Task objective: Pull out every line in the material below that contains the word "target", and copy each one in full. Case counts.

Rows from a segmentation dataset:
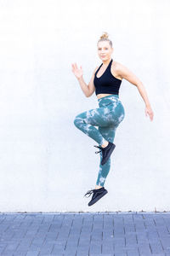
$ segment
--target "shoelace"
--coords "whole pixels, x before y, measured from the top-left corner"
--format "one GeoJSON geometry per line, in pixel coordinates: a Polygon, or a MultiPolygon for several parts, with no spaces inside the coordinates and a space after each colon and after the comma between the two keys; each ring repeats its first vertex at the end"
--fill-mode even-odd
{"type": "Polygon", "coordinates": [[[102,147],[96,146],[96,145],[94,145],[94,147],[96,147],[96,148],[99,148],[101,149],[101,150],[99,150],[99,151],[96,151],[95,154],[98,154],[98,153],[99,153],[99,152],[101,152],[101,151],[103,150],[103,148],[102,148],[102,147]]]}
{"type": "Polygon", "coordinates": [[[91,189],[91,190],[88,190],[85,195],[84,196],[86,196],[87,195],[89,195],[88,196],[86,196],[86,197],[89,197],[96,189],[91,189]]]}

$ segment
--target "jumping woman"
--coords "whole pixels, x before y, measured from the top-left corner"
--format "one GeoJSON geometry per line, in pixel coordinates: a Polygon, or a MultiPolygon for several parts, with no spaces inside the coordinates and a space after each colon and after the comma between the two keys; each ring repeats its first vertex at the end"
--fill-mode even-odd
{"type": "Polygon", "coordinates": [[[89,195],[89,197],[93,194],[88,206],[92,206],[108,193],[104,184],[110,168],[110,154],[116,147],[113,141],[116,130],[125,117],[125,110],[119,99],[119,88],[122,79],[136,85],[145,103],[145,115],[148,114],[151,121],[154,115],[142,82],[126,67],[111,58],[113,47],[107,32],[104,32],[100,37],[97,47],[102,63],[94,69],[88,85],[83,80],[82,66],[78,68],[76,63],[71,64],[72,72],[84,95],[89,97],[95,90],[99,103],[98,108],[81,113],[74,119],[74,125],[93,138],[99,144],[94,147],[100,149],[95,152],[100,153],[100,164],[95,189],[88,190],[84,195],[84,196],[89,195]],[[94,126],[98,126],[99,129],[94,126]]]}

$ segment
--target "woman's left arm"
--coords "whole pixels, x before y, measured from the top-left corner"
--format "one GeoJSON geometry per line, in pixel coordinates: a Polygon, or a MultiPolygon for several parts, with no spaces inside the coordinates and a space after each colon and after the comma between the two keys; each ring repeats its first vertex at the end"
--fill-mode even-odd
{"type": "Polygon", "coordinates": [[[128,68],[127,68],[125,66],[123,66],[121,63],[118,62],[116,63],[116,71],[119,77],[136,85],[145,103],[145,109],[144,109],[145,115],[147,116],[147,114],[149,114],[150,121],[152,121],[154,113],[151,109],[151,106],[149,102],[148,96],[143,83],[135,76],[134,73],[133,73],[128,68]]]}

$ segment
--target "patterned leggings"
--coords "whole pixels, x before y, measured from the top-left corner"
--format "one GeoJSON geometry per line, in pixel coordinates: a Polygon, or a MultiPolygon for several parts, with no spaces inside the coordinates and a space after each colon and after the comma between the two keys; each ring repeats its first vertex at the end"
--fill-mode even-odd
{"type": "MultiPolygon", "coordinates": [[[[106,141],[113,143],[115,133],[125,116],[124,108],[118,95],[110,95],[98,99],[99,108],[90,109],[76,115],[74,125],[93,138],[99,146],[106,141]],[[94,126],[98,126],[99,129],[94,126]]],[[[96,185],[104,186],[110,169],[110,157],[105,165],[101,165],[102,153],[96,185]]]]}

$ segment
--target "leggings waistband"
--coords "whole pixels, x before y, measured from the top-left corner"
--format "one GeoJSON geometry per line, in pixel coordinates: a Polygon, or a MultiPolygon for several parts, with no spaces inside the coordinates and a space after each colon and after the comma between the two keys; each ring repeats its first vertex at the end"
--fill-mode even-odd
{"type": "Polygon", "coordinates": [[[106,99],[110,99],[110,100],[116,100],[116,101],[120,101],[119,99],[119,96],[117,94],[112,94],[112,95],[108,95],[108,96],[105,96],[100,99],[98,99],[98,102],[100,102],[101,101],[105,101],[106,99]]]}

---

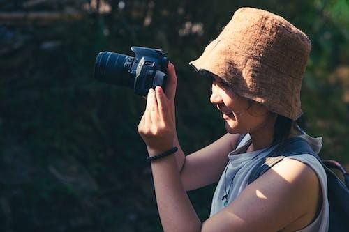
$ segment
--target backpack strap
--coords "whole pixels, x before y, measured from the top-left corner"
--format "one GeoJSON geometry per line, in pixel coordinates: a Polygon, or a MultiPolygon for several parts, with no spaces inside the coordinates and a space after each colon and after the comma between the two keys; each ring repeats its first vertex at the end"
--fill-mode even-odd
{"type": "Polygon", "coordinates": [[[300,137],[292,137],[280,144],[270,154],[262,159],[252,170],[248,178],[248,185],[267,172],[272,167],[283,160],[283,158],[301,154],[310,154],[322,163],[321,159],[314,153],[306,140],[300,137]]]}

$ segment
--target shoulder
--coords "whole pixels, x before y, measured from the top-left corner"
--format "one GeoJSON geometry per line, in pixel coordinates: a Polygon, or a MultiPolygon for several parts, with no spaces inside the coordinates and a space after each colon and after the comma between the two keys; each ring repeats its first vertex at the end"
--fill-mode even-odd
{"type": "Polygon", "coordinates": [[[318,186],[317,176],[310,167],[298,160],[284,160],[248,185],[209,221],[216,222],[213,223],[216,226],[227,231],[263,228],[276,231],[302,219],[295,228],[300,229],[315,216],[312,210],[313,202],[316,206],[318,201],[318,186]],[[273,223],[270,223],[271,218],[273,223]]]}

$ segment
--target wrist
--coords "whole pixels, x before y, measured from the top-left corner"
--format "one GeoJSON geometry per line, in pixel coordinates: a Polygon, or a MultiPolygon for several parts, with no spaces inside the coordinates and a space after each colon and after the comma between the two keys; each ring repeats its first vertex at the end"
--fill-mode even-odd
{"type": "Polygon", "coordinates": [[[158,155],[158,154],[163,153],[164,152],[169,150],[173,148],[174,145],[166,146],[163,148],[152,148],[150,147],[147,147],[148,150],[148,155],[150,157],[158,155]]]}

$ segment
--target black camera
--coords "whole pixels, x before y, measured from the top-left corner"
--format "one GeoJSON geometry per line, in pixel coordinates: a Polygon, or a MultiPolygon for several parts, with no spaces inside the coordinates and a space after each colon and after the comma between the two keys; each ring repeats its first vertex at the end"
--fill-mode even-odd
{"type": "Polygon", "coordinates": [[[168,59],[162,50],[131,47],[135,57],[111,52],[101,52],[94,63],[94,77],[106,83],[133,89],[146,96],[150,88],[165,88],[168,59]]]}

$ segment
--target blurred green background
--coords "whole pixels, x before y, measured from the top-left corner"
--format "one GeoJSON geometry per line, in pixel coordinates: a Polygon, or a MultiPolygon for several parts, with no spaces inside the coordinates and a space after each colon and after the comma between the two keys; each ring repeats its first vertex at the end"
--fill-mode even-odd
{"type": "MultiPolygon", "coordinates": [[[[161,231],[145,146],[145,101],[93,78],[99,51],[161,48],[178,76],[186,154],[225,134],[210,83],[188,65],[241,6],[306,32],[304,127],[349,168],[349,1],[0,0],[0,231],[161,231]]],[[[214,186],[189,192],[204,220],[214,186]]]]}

Completed task:
--target "shoelace"
--target "jumping woman"
--target "woman's left arm"
--target "patterned leggings"
--target "leggings waistband"
--target backpack strap
--target shoulder
--target wrist
--target black camera
--target blurred green background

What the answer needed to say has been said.